··· Entries provided
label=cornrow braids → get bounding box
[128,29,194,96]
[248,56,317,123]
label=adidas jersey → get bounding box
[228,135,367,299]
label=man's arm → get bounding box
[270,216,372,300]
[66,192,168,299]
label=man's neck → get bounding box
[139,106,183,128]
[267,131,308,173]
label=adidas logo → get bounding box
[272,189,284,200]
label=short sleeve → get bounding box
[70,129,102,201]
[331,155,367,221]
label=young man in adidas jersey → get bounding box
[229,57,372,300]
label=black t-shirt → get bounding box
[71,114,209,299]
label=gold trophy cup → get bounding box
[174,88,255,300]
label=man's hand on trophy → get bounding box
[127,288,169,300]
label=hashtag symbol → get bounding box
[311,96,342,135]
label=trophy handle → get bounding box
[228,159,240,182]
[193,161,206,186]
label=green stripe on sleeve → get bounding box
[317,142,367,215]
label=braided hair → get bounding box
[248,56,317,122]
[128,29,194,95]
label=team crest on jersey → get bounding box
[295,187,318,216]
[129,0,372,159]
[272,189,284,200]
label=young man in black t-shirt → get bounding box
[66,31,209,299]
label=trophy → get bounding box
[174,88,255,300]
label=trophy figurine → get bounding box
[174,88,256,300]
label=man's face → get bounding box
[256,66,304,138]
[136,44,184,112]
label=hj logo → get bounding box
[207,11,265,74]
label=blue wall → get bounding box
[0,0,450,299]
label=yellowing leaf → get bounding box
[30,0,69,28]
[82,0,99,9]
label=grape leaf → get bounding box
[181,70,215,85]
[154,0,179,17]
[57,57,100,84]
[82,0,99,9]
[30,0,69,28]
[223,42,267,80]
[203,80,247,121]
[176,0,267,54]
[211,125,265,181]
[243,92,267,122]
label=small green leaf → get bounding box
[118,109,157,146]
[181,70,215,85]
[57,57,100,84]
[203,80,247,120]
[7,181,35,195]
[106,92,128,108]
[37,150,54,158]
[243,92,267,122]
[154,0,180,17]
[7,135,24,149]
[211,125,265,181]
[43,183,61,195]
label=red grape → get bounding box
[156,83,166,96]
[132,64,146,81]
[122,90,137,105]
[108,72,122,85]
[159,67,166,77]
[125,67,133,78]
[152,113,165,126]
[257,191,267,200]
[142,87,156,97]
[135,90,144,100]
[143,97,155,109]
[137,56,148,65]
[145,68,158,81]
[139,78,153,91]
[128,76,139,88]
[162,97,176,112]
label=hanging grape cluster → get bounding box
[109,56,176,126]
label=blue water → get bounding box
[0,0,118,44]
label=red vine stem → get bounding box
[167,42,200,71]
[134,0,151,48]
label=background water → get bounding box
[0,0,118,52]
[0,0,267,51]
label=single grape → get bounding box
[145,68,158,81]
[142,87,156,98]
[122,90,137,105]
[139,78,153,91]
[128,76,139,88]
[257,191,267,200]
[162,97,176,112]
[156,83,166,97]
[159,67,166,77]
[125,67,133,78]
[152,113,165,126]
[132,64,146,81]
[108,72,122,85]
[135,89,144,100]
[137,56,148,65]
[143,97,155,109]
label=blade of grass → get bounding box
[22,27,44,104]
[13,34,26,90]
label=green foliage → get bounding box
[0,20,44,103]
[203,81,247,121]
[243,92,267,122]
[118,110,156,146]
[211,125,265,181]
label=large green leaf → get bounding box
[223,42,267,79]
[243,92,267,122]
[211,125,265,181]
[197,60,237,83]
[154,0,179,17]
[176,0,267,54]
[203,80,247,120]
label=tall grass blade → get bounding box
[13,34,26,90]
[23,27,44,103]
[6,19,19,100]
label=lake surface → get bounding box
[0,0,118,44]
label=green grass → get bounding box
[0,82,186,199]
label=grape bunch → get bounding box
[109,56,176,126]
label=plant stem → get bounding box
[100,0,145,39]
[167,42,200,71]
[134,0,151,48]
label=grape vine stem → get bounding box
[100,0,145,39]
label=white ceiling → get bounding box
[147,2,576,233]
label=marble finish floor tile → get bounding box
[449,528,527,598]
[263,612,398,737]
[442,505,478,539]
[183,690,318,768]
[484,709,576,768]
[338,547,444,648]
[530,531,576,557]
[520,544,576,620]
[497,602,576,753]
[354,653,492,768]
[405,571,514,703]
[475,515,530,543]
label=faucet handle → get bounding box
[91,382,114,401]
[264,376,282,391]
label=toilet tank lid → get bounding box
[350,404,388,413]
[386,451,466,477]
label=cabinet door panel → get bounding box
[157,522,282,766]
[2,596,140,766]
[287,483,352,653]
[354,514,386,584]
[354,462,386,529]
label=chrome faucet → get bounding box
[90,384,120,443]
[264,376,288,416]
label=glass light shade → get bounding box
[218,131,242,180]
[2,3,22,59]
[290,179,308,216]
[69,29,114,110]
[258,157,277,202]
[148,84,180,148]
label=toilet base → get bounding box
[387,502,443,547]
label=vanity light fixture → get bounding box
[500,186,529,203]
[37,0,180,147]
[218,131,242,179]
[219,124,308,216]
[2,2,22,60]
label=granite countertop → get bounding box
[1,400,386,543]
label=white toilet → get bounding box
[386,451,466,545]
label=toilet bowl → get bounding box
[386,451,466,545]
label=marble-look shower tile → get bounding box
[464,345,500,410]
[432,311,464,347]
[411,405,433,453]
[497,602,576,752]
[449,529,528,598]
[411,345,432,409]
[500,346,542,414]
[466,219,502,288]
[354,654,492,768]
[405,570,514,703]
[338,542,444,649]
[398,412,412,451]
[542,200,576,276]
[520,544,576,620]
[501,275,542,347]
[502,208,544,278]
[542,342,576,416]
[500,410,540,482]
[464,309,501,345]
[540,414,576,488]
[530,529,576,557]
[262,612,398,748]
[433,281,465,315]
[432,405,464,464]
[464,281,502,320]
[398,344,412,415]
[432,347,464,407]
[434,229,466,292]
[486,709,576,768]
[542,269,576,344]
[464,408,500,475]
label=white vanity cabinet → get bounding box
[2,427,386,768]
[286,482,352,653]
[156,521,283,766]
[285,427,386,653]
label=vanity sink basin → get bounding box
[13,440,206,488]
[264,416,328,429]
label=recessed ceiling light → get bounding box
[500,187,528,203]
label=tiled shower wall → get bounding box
······
Substitute "commode" for each "toilet" in the items between the lines holding "label=plant stem → get bounding box" and "[500,187,528,203]", inclusive, and give back only those lines with everything else unchanged.

__Full response__.
label=plant stem → get bounding box
[100,0,145,39]
[167,42,200,71]
[134,0,151,48]
label=grape vine stem → get bounding box
[100,0,145,39]
label=white ceiling → get bounding box
[147,2,576,233]
label=marble finish floor tile → get bounding box
[449,528,527,598]
[263,612,398,737]
[442,505,478,539]
[183,690,318,768]
[484,709,576,768]
[338,547,444,648]
[530,531,576,557]
[520,544,576,620]
[497,602,576,753]
[354,653,492,768]
[405,571,514,703]
[475,515,530,543]
label=faucet handle → get bounding box
[91,382,114,401]
[264,376,282,391]
label=commode tank lid → get bounding box
[350,404,388,413]
[386,451,466,477]
label=cabinet door panel → get bounding box
[157,522,282,766]
[2,596,140,766]
[287,483,352,653]
[354,514,386,584]
[354,462,386,529]
label=chrome faucet → get bounding box
[90,384,120,443]
[264,376,288,416]
label=glass light shade → get bounding box
[218,131,242,180]
[2,3,22,59]
[290,179,308,216]
[69,29,114,110]
[258,157,277,202]
[148,84,180,148]
label=commode base → get bounding box
[387,502,443,547]
label=vanity light fixture → get bounding box
[500,186,529,203]
[37,0,180,147]
[218,131,242,179]
[219,124,308,216]
[2,2,22,60]
label=granite countertop → get bounding box
[1,400,386,543]
label=white commode → get bounding box
[386,451,466,545]
label=commode bowl → get bounding box
[386,451,466,545]
label=marble-look shower tile → get bounding box
[464,345,500,410]
[432,311,464,347]
[411,405,433,453]
[497,602,576,752]
[449,529,528,598]
[411,345,432,409]
[500,346,542,414]
[466,219,502,288]
[354,654,492,768]
[405,570,514,703]
[338,542,444,649]
[398,412,412,451]
[542,200,576,276]
[520,544,576,620]
[501,275,542,347]
[502,208,544,278]
[542,342,576,416]
[500,410,540,482]
[464,309,501,345]
[540,414,576,488]
[530,529,576,557]
[262,612,398,748]
[433,281,465,315]
[432,405,464,464]
[464,281,502,320]
[398,344,412,415]
[432,347,464,407]
[434,229,466,292]
[486,709,576,768]
[542,269,576,344]
[464,408,500,475]
label=white vanity cabinet → get bounding box
[2,427,386,768]
[286,482,352,653]
[156,521,283,766]
[285,427,386,653]
label=vanity sink basin → get bounding box
[13,440,206,488]
[264,416,328,429]
label=recessed ceiling light → get bounding box
[500,187,528,203]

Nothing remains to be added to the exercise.